**Provided passage**

____________

Text by Katerina Knight
Holi, the festival that carries the spirit of spring with a promise of brighter days to come. Beneath the warmth of the sun, celebrations are joyous and showered in floral colour.
For it is not only Holi; In India whether it be a celebration of life, birth, death or renewal, with its rich tones and sweet aroma, flora is forever present. As flower sellers align the streets and crowds descend to purchase handmade garlands of threaded petals. Fresh blooms of marigold, rose and jasmine take pride of place in homes and temples.
Though Hindu customs state that these floral offerings presented as a gift to God and blessed with holy spirit must not be discarded but rather, returned to the water. Whilst with the purest of intentions, this sacramental act results in flooded waterways, posing a threat to India’s ecosystem.
But in moments of crisis, slow craft can often be a great saviour. And through the gentle art of eco-printing Nila House has found a sustainable solution for these sacred petals.
Located in Jaipur in Rajasthan Nila House was established as a non-profit initiative in 2016 by the Lady Bamford Foundation. Guided by the words ‘Gather, Share, Nurture’ their endeavour- to preserve Indias rich artisanal legacy and improve livelihood opportunities for women through craft.
The translation of Nila to Indigo in Hindi epitomises their intimate connection to organic colour, working hand in hand with expert artisans from natural dye communities.
But in 2021, as part of their ongoing commitment to enrich and evolve their knowledge, they discovered eco printing. Traveling to Mumbai to visit Adiv Pure Nature, this women-run enterprise founded by Rupa Trivedi initiated the ‘Temple Dye Project’. Gathering flowers from local temples they are recycled as textile materials to create naturally dyed and printed fabrics. And as a water-based technique, printing is apt in ensuring religious ritual is sustained.

____________

**Record list**

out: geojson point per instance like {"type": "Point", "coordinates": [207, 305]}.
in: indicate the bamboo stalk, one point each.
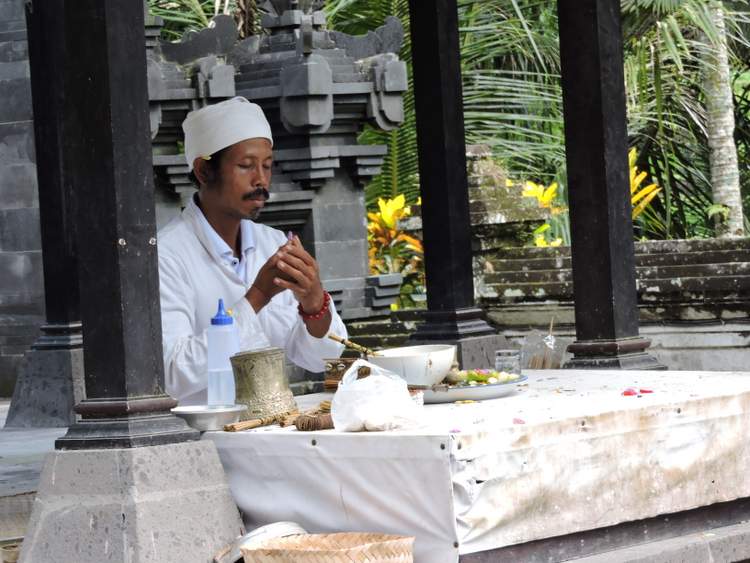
{"type": "Point", "coordinates": [352, 345]}
{"type": "Point", "coordinates": [256, 422]}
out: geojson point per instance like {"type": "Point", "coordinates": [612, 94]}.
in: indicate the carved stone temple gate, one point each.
{"type": "Point", "coordinates": [318, 88]}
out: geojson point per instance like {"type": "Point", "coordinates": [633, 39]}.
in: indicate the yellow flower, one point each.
{"type": "Point", "coordinates": [392, 210]}
{"type": "Point", "coordinates": [639, 198]}
{"type": "Point", "coordinates": [532, 190]}
{"type": "Point", "coordinates": [548, 195]}
{"type": "Point", "coordinates": [544, 196]}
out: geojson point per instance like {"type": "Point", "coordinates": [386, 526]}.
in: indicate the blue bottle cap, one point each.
{"type": "Point", "coordinates": [222, 318]}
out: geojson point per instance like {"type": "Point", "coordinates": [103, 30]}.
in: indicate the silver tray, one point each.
{"type": "Point", "coordinates": [449, 394]}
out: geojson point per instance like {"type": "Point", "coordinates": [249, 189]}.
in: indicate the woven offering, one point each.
{"type": "Point", "coordinates": [332, 548]}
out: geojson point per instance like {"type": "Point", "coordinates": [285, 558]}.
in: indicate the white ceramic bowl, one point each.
{"type": "Point", "coordinates": [419, 365]}
{"type": "Point", "coordinates": [204, 418]}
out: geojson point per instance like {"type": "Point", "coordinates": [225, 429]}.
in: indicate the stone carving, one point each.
{"type": "Point", "coordinates": [318, 88]}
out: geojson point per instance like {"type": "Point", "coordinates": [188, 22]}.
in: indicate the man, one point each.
{"type": "Point", "coordinates": [215, 250]}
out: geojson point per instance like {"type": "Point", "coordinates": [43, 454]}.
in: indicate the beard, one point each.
{"type": "Point", "coordinates": [258, 194]}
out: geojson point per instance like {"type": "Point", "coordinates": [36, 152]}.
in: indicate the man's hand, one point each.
{"type": "Point", "coordinates": [300, 274]}
{"type": "Point", "coordinates": [264, 286]}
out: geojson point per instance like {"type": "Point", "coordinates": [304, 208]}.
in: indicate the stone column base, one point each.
{"type": "Point", "coordinates": [161, 503]}
{"type": "Point", "coordinates": [50, 383]}
{"type": "Point", "coordinates": [473, 352]}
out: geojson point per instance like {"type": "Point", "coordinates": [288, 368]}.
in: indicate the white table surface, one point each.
{"type": "Point", "coordinates": [567, 452]}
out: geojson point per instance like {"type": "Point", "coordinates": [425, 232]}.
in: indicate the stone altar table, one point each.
{"type": "Point", "coordinates": [567, 453]}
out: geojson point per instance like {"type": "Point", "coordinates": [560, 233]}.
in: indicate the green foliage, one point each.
{"type": "Point", "coordinates": [182, 15]}
{"type": "Point", "coordinates": [513, 101]}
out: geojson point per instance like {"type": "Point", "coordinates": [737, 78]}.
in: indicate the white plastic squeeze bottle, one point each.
{"type": "Point", "coordinates": [223, 343]}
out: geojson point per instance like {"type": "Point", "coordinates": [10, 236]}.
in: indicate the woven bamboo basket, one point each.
{"type": "Point", "coordinates": [346, 547]}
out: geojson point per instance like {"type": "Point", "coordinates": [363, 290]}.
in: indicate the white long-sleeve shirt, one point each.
{"type": "Point", "coordinates": [192, 278]}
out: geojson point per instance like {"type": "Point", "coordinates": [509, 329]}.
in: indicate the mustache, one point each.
{"type": "Point", "coordinates": [257, 193]}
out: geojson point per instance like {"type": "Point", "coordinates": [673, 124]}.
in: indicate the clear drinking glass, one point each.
{"type": "Point", "coordinates": [508, 361]}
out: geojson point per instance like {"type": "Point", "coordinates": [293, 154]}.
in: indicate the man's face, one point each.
{"type": "Point", "coordinates": [244, 173]}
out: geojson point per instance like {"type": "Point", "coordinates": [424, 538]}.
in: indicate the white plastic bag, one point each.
{"type": "Point", "coordinates": [380, 401]}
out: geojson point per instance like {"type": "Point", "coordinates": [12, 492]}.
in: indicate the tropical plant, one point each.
{"type": "Point", "coordinates": [391, 250]}
{"type": "Point", "coordinates": [556, 231]}
{"type": "Point", "coordinates": [512, 97]}
{"type": "Point", "coordinates": [668, 53]}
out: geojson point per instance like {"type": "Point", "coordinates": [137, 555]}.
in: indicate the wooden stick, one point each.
{"type": "Point", "coordinates": [352, 345]}
{"type": "Point", "coordinates": [256, 422]}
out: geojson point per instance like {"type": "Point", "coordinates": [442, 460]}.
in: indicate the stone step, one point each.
{"type": "Point", "coordinates": [650, 247]}
{"type": "Point", "coordinates": [643, 273]}
{"type": "Point", "coordinates": [535, 291]}
{"type": "Point", "coordinates": [501, 264]}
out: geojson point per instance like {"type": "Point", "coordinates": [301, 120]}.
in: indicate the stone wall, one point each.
{"type": "Point", "coordinates": [693, 297]}
{"type": "Point", "coordinates": [21, 282]}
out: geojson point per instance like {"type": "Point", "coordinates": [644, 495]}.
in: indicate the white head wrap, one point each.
{"type": "Point", "coordinates": [218, 126]}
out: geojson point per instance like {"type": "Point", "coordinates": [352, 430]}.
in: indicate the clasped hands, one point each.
{"type": "Point", "coordinates": [291, 267]}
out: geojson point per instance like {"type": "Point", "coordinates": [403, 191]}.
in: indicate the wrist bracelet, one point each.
{"type": "Point", "coordinates": [317, 315]}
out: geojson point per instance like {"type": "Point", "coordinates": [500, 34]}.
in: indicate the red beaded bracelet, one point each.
{"type": "Point", "coordinates": [318, 315]}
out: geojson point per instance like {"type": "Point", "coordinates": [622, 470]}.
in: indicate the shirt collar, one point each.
{"type": "Point", "coordinates": [222, 249]}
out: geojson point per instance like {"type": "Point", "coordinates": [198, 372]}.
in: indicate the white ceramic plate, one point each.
{"type": "Point", "coordinates": [469, 393]}
{"type": "Point", "coordinates": [204, 418]}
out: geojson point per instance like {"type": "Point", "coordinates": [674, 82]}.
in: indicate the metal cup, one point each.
{"type": "Point", "coordinates": [261, 383]}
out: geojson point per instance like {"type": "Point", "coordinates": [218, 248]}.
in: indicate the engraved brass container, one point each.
{"type": "Point", "coordinates": [261, 383]}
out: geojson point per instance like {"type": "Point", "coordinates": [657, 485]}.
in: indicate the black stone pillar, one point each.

____________

**Tasks to complete**
1. Answer these questions using the passage on Nila House and temple flowers.
(a) Which three fresh blooms take pride of place in homes and temples?
(b) In what year was Nila House established, and by which foundation?
(c) Who founded Adiv Pure Nature?
2. Pick up the passage on Nila House and temple flowers after its last sentence and continue it in the same style.

**Written responses**
1.
(a) Marigold, rose and jasmine.
(b) In 2016, by the Lady Bamford Foundation.
(c) Rupa Trivedi.

2.
This process has such pleasing, delicate results but yet, by admission, is modest and simple. Floral petals are delicately placed across natural fabrics, bundled and wrapped securely. Through gentle steaming, the natural colour transitions to textile and reveals intricate impressions of each petal on the cloth.
After mastering the art, Nila embedded this craft within their daily practices in Jaipur. Leaving baskets outside their entrance they invite the community to donate their flowers following festivities and celebrations within their homes.
Unlike other hand-craft techniques Nila employs, those with complex weaving patterns or intricate threads. Eco-printing adopts an alternative, relaxed set of rituals. Celebrating the unexpected wonders an organic palette brings. Allowing freedom of individual expression and experimentation.
Harnessing its accessible nature, Nila gathers women from rural communities together at their studio workshop for specialist training classes. Sharing skills and enriching women’s lives with this craft a new wave of established eco-printers has flourished. Presenting natural floral fabrics to clients in India and beyond.
And for those petals which remain, Nila collects, stores and conserves them for later use- from dyeing to printing their possibilities are endless. A truly cyclical and ceremonial craft.
Images courtesy of Nila House.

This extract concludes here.